YOUR OBJECTIVE -
Please write out the lines below as a numbered list, skipping any blank lines and leaving the pictures out.

RECORDS SUPPLIED -
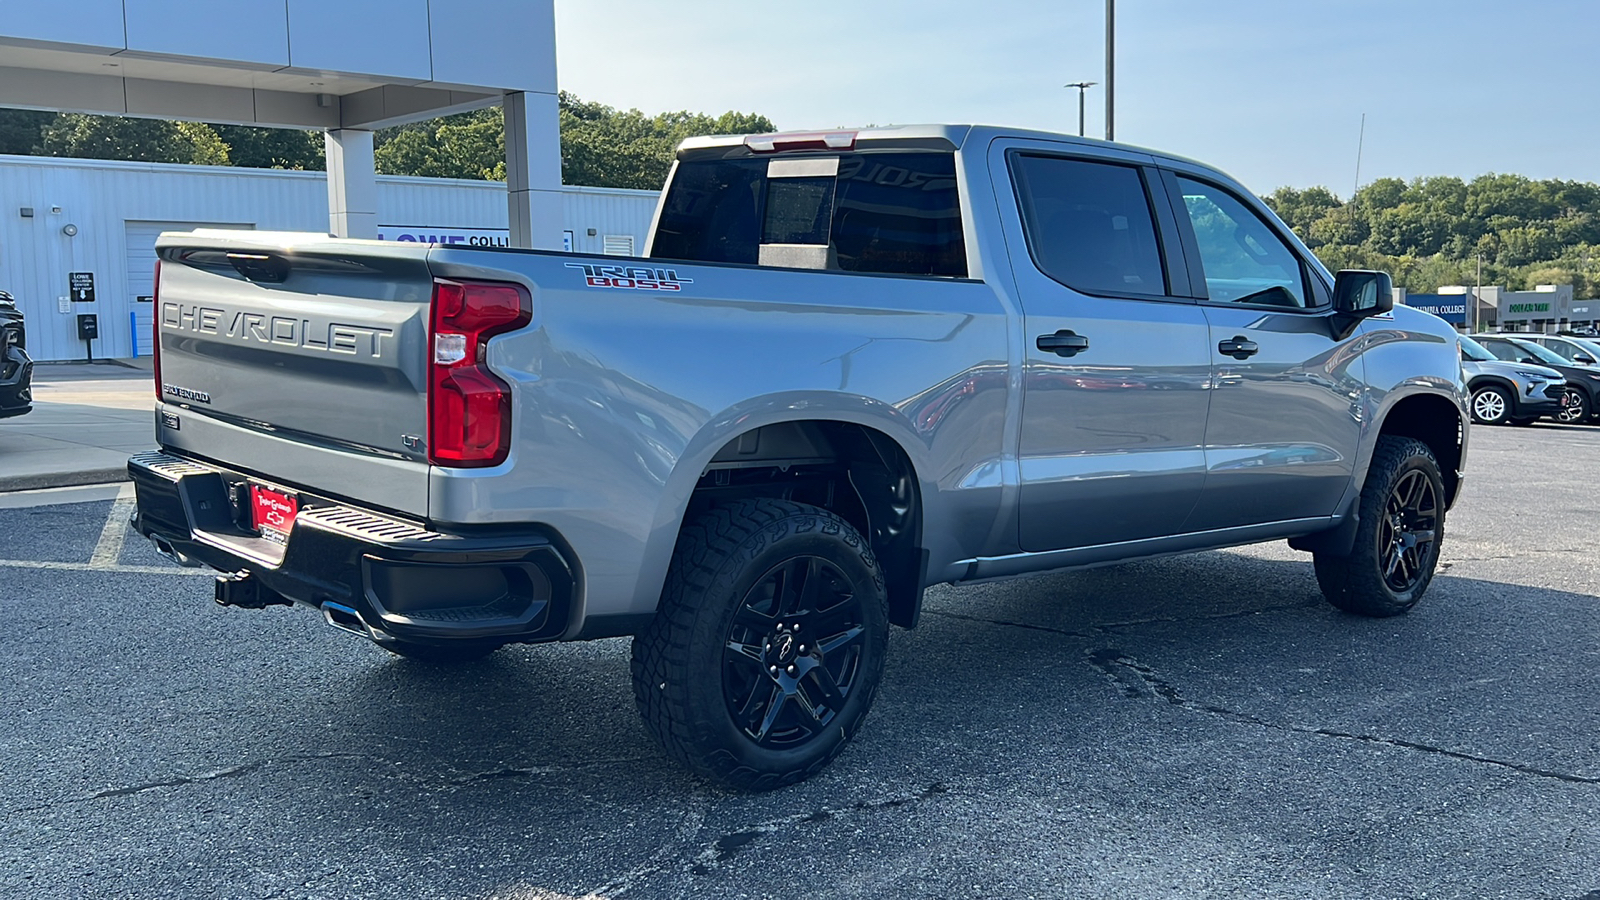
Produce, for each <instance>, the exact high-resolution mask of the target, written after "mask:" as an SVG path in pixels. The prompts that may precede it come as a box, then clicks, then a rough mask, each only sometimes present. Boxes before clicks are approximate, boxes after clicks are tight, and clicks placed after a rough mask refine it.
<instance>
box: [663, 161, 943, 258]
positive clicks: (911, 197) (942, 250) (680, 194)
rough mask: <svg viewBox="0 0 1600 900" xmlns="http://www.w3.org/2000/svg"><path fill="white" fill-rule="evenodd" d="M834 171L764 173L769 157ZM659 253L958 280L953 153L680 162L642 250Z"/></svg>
mask: <svg viewBox="0 0 1600 900" xmlns="http://www.w3.org/2000/svg"><path fill="white" fill-rule="evenodd" d="M794 162H811V163H818V165H814V167H811V168H818V170H827V168H829V167H830V165H832V167H837V173H829V175H805V176H776V175H774V176H770V175H768V163H771V165H781V163H794ZM650 255H651V256H654V258H661V259H691V261H701V263H763V264H773V266H787V267H806V269H843V271H846V272H890V274H901V275H946V277H957V279H962V277H966V240H965V237H963V234H962V202H960V192H958V191H957V183H955V154H952V152H859V154H843V155H838V157H827V155H805V157H784V159H773V160H768V159H733V160H685V162H680V163H678V168H677V173H675V175H674V176H672V184H670V186H669V187H667V199H666V202H664V203H662V208H661V221H659V223H658V224H656V242H654V245H653V247H651V251H650Z"/></svg>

TASK RESULT -
1. Produce, for each <instance>, the exact high-resolution mask of the target, written after "mask:" as an SVG path in pixels. The prompts that may precede it come as a box, then clicks, then a rough mask, each only sometimes present. Boxes before clicks are approximate, boxes after clicks are tight, and clicks placed after a rough mask refine it.
2. <instance>
3. box: [663, 161, 943, 258]
4. positive clicks: (911, 197) (942, 250) (680, 194)
5. rough mask: <svg viewBox="0 0 1600 900" xmlns="http://www.w3.org/2000/svg"><path fill="white" fill-rule="evenodd" d="M834 171L764 173L769 157ZM659 253L958 280L953 153L680 162L642 250Z"/></svg>
6. mask: <svg viewBox="0 0 1600 900" xmlns="http://www.w3.org/2000/svg"><path fill="white" fill-rule="evenodd" d="M794 162H811V163H818V165H814V167H811V168H818V170H827V168H829V167H830V165H832V167H837V173H829V175H805V176H776V175H774V176H770V175H768V163H771V165H781V163H794ZM650 255H651V256H654V258H661V259H691V261H701V263H763V264H773V266H787V267H806V269H843V271H846V272H890V274H901V275H946V277H957V279H962V277H966V240H965V237H963V234H962V202H960V192H958V191H957V183H955V154H952V152H859V154H843V155H838V157H827V155H805V157H784V159H773V160H768V159H733V160H685V162H680V163H678V168H677V173H675V175H674V176H672V184H670V186H669V187H667V199H666V202H664V203H662V208H661V221H659V223H658V224H656V242H654V245H653V247H651V251H650Z"/></svg>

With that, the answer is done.